● Problem statement
Copy exactly the run of lines that begins at the line with "frame and put a dot on each instance?" and ends at the final line of the entries.

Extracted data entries
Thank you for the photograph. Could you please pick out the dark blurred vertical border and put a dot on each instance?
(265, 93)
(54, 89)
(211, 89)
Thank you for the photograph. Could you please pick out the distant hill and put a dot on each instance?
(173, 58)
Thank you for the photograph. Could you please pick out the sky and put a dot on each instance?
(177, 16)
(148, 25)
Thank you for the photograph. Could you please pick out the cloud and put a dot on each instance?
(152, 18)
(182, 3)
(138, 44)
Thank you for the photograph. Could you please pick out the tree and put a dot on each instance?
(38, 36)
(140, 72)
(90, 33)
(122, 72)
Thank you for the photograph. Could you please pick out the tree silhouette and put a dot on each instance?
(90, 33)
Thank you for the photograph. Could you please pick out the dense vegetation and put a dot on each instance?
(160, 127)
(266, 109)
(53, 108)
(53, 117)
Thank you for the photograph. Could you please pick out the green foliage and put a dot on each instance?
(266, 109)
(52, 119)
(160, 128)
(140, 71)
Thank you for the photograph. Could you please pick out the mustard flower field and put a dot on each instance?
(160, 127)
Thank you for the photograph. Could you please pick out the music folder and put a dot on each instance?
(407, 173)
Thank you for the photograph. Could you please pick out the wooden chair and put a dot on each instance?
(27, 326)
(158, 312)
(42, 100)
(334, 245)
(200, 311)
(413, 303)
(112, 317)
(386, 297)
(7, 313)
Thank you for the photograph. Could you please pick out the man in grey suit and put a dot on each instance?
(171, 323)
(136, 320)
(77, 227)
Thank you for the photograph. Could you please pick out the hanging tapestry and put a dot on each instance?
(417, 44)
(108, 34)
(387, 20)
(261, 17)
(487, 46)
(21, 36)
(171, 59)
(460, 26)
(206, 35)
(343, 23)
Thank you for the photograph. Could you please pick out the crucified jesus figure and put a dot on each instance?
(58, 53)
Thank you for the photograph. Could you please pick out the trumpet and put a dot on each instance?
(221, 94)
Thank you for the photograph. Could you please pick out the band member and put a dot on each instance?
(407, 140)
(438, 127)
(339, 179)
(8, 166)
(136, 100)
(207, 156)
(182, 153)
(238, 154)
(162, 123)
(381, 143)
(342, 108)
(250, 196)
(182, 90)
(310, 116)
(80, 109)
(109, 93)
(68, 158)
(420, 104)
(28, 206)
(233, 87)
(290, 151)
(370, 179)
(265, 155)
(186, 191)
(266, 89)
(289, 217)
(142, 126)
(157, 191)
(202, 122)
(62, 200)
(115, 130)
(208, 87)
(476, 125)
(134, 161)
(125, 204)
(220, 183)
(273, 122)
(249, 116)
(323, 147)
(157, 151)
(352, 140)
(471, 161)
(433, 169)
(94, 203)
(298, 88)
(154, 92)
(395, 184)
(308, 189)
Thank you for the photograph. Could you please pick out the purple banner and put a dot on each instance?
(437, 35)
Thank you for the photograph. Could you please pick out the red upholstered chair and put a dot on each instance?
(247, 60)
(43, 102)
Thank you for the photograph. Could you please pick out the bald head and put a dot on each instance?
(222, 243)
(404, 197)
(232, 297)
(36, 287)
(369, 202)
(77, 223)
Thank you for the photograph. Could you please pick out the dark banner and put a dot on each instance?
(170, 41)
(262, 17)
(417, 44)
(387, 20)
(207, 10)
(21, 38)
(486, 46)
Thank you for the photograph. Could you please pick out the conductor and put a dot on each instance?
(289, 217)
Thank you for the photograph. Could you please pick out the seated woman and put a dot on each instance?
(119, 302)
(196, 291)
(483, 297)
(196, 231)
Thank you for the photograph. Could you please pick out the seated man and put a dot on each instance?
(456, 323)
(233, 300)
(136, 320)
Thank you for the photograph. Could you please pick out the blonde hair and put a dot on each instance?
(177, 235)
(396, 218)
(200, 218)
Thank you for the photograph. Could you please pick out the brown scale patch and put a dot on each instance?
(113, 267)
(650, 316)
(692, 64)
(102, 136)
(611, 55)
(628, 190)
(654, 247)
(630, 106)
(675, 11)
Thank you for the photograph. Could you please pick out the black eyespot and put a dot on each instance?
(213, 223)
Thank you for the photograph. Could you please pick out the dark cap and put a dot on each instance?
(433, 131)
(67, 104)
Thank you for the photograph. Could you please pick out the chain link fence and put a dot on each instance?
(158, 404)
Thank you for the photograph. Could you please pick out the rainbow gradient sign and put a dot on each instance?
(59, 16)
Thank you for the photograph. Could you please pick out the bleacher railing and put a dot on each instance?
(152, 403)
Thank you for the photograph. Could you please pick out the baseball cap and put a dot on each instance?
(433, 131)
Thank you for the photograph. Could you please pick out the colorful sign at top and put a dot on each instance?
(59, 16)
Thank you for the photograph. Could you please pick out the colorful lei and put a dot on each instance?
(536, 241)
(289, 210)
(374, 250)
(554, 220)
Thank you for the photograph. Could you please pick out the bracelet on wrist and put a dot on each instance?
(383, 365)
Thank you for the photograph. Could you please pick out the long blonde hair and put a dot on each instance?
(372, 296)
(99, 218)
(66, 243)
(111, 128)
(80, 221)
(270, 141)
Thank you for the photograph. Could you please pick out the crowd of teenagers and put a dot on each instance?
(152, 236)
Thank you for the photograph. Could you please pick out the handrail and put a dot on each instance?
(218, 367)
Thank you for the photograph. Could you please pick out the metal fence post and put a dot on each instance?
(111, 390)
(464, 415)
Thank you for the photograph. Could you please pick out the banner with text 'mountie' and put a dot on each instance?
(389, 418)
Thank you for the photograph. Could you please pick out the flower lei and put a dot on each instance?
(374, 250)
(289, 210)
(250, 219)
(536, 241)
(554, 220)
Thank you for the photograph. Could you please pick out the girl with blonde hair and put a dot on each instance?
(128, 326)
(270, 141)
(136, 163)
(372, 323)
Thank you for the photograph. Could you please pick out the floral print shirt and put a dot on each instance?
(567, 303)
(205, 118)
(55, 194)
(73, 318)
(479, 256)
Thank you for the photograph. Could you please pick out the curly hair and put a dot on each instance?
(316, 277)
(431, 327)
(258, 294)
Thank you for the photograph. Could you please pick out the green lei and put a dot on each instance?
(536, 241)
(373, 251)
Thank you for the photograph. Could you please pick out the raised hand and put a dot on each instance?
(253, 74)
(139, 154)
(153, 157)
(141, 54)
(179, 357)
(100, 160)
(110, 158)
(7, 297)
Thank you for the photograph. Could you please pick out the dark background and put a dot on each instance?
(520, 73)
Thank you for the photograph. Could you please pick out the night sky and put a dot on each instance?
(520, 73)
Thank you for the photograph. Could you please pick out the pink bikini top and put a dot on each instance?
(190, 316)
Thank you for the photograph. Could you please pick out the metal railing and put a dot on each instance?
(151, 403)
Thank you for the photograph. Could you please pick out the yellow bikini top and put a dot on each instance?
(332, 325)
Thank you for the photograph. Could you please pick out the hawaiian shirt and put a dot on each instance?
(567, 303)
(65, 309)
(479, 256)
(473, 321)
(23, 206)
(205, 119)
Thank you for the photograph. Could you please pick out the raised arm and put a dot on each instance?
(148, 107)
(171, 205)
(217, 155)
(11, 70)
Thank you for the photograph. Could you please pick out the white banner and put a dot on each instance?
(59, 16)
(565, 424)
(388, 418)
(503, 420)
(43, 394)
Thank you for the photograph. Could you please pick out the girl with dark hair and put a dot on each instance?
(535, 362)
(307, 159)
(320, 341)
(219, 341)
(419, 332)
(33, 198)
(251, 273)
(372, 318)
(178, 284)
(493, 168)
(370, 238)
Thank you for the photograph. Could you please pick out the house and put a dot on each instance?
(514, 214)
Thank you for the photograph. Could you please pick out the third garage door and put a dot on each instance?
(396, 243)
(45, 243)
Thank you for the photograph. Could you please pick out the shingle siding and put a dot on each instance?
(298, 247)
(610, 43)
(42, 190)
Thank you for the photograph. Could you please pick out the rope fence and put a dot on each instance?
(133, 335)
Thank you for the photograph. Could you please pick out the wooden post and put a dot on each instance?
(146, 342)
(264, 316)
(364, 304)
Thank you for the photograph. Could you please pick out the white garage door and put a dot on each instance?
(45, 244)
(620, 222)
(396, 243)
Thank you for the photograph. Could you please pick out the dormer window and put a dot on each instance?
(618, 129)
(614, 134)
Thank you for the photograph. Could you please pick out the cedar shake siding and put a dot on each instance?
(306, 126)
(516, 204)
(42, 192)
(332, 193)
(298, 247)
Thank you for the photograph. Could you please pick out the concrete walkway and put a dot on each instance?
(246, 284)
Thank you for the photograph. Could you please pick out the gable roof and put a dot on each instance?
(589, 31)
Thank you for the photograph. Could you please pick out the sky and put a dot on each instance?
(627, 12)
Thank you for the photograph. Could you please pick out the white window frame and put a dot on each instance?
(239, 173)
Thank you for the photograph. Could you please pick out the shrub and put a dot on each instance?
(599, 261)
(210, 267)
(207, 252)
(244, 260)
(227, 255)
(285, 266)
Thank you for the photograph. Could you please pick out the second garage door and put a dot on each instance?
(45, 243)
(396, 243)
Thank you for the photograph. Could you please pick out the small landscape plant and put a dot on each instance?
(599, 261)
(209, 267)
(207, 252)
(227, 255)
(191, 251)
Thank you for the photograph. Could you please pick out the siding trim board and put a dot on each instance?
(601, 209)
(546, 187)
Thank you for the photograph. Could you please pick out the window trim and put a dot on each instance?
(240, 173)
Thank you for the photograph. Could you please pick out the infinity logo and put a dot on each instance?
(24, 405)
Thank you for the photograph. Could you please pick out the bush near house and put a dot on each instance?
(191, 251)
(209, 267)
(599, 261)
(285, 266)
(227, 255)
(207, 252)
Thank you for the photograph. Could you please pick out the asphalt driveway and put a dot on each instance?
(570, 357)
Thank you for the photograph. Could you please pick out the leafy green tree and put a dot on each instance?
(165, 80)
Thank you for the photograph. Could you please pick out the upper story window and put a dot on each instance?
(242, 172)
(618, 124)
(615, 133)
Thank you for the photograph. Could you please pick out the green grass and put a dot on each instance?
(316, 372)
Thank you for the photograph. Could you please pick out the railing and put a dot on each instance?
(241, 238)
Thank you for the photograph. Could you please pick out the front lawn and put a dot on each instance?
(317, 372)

● Reply
Thank you for the photograph. Could you please pick out the white window frame and put a dot on each instance?
(239, 173)
Thank you for the photograph. Could you please pick out the shrub and put a dot on each instance?
(599, 261)
(210, 267)
(207, 252)
(244, 260)
(227, 255)
(285, 266)
Thank you for the photograph. Could you please pick out the second garage door and put a dot on each instance?
(45, 243)
(396, 243)
Thank you for the photograph. Could you please pick out the small landscape plant and put a dot on each instance?
(599, 261)
(209, 267)
(207, 252)
(227, 255)
(191, 251)
Thank you for the photograph. Could you please pick out the siding trim board and put a dot on each instance?
(601, 209)
(546, 187)
Thank you for the photograph. Could you please pick out the window trim and put a dot on each instance?
(240, 173)
Thank you for the photograph. Could you please pick out the infinity logo and put a dot on each instance?
(24, 405)
Thank you for the photograph. Could you please pick out the bush near house and put a dot on each instance?
(191, 251)
(209, 267)
(599, 261)
(285, 266)
(227, 255)
(207, 252)
Thank you for the photograph. Could you please pick out the asphalt driveway and put a dot on each instance?
(570, 357)
Thank you for the photograph. Could you please pick out the leafy green tree and put a dot on each instance?
(165, 80)
Thank you for the photograph. Could you please pick out the upper story window and put a dot on each instance?
(242, 172)
(618, 124)
(615, 133)
Thank you for the photograph. Could you please pick out the green grass and put a dot on each instance?
(316, 372)
Thank you for the photograph. Could you please pick out the railing and put a dot on each instance?
(241, 238)
Thank you for the photograph. Could you please pick out the front lawn and put a dot on each instance?
(317, 372)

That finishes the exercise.